■ WORK REQUEST ■
Return each line of the entries that holds the string "bush".

[Extracted records]

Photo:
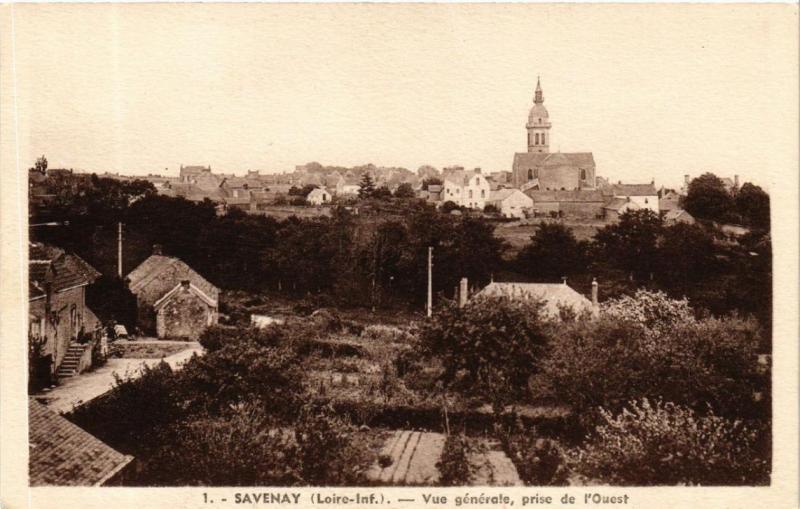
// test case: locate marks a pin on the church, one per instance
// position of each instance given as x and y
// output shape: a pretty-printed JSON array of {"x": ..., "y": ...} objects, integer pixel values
[{"x": 538, "y": 169}]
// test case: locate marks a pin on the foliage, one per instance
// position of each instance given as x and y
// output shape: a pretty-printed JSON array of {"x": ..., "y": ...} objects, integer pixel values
[
  {"x": 404, "y": 190},
  {"x": 607, "y": 362},
  {"x": 667, "y": 444},
  {"x": 752, "y": 203},
  {"x": 449, "y": 206},
  {"x": 632, "y": 243},
  {"x": 491, "y": 346},
  {"x": 553, "y": 252},
  {"x": 707, "y": 198},
  {"x": 367, "y": 187},
  {"x": 454, "y": 465}
]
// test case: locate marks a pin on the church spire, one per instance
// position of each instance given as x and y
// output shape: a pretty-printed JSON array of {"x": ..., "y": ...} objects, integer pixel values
[{"x": 538, "y": 99}]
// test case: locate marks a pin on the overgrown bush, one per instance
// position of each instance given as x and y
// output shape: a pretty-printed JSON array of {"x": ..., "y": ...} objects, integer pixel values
[
  {"x": 610, "y": 361},
  {"x": 666, "y": 444},
  {"x": 454, "y": 465},
  {"x": 490, "y": 346}
]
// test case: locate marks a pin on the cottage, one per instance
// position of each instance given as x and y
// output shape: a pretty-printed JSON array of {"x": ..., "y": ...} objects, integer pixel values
[
  {"x": 63, "y": 454},
  {"x": 58, "y": 318},
  {"x": 466, "y": 188},
  {"x": 173, "y": 300},
  {"x": 318, "y": 197},
  {"x": 555, "y": 296},
  {"x": 510, "y": 202}
]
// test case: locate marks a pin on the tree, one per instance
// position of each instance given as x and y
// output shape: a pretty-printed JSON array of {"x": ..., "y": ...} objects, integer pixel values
[
  {"x": 490, "y": 347},
  {"x": 631, "y": 244},
  {"x": 40, "y": 165},
  {"x": 367, "y": 187},
  {"x": 752, "y": 203},
  {"x": 552, "y": 253},
  {"x": 707, "y": 198},
  {"x": 404, "y": 190}
]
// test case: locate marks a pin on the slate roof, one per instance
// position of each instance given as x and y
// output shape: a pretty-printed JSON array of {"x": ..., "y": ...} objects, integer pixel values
[
  {"x": 552, "y": 294},
  {"x": 62, "y": 454},
  {"x": 53, "y": 265},
  {"x": 545, "y": 159},
  {"x": 619, "y": 204},
  {"x": 154, "y": 265},
  {"x": 630, "y": 190},
  {"x": 568, "y": 195}
]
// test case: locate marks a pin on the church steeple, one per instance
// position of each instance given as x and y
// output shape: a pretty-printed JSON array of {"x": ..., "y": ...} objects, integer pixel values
[
  {"x": 538, "y": 125},
  {"x": 538, "y": 98}
]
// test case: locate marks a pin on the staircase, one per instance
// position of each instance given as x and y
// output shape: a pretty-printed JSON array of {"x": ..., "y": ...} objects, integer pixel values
[{"x": 69, "y": 365}]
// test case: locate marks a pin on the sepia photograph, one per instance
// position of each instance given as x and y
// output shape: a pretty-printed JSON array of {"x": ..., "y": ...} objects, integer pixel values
[{"x": 402, "y": 245}]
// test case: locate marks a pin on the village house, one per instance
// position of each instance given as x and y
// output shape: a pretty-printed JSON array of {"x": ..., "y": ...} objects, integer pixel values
[
  {"x": 63, "y": 454},
  {"x": 59, "y": 319},
  {"x": 510, "y": 202},
  {"x": 554, "y": 296},
  {"x": 644, "y": 196},
  {"x": 318, "y": 197},
  {"x": 173, "y": 300},
  {"x": 466, "y": 188}
]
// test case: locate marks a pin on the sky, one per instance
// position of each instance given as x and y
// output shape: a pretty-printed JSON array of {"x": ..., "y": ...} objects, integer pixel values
[{"x": 655, "y": 91}]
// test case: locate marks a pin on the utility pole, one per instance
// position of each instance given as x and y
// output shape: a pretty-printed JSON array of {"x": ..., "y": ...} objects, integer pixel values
[
  {"x": 430, "y": 281},
  {"x": 119, "y": 249}
]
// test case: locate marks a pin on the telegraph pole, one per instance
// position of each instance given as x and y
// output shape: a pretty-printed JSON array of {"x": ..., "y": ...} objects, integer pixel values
[
  {"x": 119, "y": 249},
  {"x": 430, "y": 281}
]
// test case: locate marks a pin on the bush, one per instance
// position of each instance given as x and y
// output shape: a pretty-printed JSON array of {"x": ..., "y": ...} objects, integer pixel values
[
  {"x": 490, "y": 346},
  {"x": 454, "y": 465},
  {"x": 697, "y": 363},
  {"x": 667, "y": 444}
]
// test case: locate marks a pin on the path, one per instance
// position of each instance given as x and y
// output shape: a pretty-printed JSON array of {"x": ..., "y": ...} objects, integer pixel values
[
  {"x": 81, "y": 389},
  {"x": 414, "y": 455}
]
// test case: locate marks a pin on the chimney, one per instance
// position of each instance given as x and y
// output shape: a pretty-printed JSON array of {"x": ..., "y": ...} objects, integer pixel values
[{"x": 462, "y": 293}]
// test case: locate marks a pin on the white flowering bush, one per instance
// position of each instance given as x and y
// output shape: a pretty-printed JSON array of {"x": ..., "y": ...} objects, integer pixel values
[
  {"x": 667, "y": 444},
  {"x": 653, "y": 311}
]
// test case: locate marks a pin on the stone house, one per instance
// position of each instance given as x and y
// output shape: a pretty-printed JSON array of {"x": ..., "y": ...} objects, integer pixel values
[
  {"x": 57, "y": 311},
  {"x": 173, "y": 300},
  {"x": 466, "y": 188},
  {"x": 510, "y": 202},
  {"x": 318, "y": 197}
]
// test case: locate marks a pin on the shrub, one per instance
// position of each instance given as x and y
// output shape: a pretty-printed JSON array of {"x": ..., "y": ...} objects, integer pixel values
[
  {"x": 454, "y": 465},
  {"x": 608, "y": 362},
  {"x": 490, "y": 346},
  {"x": 667, "y": 444}
]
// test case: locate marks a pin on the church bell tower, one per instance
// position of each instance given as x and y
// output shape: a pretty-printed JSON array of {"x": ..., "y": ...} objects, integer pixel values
[{"x": 538, "y": 123}]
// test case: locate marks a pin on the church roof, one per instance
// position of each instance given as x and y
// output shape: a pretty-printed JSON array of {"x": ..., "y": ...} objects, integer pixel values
[{"x": 552, "y": 159}]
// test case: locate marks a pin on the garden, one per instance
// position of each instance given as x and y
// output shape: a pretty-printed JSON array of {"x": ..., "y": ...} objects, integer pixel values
[{"x": 651, "y": 392}]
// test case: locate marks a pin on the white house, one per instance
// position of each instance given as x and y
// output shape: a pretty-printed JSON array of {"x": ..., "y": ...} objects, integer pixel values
[
  {"x": 644, "y": 196},
  {"x": 466, "y": 189},
  {"x": 510, "y": 202},
  {"x": 318, "y": 197}
]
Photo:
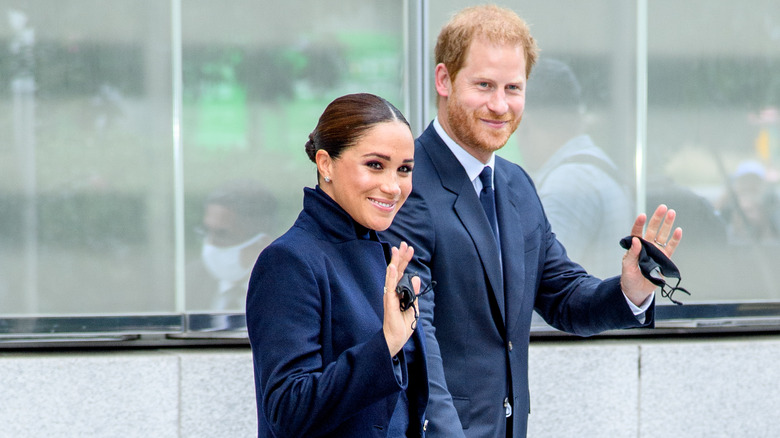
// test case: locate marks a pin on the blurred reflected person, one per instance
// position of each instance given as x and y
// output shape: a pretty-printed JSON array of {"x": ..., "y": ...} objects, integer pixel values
[
  {"x": 334, "y": 355},
  {"x": 479, "y": 230},
  {"x": 750, "y": 206},
  {"x": 237, "y": 218},
  {"x": 586, "y": 198}
]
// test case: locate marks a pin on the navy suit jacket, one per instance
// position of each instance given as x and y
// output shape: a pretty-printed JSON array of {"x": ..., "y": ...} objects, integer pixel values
[
  {"x": 314, "y": 315},
  {"x": 477, "y": 321}
]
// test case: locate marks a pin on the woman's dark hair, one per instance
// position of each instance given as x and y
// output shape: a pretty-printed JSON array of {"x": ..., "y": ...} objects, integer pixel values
[{"x": 346, "y": 119}]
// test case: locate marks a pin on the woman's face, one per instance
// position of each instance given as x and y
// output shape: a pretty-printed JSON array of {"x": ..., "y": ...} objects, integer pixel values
[{"x": 373, "y": 178}]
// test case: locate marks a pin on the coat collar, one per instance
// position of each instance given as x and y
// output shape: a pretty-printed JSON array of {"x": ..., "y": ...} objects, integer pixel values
[{"x": 321, "y": 212}]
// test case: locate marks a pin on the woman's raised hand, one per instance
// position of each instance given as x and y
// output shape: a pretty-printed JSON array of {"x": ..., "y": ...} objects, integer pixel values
[{"x": 398, "y": 325}]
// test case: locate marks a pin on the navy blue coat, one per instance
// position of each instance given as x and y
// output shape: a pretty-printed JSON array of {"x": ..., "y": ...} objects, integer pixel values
[
  {"x": 314, "y": 315},
  {"x": 478, "y": 335}
]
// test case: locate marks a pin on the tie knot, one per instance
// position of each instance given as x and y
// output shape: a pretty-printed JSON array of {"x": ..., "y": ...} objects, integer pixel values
[{"x": 486, "y": 177}]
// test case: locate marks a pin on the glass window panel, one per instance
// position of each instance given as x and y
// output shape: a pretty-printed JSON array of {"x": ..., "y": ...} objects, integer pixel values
[
  {"x": 257, "y": 75},
  {"x": 712, "y": 141},
  {"x": 85, "y": 168}
]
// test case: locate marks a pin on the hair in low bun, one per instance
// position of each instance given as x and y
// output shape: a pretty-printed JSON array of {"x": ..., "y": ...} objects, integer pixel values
[
  {"x": 311, "y": 149},
  {"x": 346, "y": 120}
]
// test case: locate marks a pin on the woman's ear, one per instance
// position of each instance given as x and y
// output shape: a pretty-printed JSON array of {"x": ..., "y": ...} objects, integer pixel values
[{"x": 324, "y": 164}]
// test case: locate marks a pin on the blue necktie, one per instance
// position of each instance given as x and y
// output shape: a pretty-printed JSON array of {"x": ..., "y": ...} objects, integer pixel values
[{"x": 488, "y": 198}]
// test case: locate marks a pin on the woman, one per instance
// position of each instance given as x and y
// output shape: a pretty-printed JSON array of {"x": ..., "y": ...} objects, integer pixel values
[{"x": 332, "y": 352}]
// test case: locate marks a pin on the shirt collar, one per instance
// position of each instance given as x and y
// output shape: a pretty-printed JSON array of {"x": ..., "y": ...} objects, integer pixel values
[{"x": 472, "y": 165}]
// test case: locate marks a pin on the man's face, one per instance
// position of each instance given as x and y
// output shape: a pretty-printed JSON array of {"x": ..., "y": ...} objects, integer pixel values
[{"x": 484, "y": 104}]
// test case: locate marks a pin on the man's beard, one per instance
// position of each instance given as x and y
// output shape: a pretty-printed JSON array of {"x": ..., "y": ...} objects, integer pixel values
[{"x": 470, "y": 131}]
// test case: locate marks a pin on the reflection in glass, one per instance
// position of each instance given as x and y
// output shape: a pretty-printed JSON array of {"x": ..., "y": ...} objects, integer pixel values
[
  {"x": 257, "y": 75},
  {"x": 85, "y": 183}
]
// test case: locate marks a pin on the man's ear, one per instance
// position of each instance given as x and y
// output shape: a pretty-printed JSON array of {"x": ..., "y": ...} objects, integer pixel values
[
  {"x": 443, "y": 80},
  {"x": 324, "y": 163}
]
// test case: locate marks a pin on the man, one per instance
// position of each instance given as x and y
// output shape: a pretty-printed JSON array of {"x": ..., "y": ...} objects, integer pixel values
[
  {"x": 490, "y": 277},
  {"x": 586, "y": 198}
]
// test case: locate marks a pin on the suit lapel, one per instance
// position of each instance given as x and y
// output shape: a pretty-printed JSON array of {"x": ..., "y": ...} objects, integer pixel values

■ TASK SOLUTION ■
// test case: locate marks a pin on the overgrown bush, one per instance
// test case: locate marks a pin on the bush, one per instance
// test case: locate marks a pin on the white flowering bush, one per instance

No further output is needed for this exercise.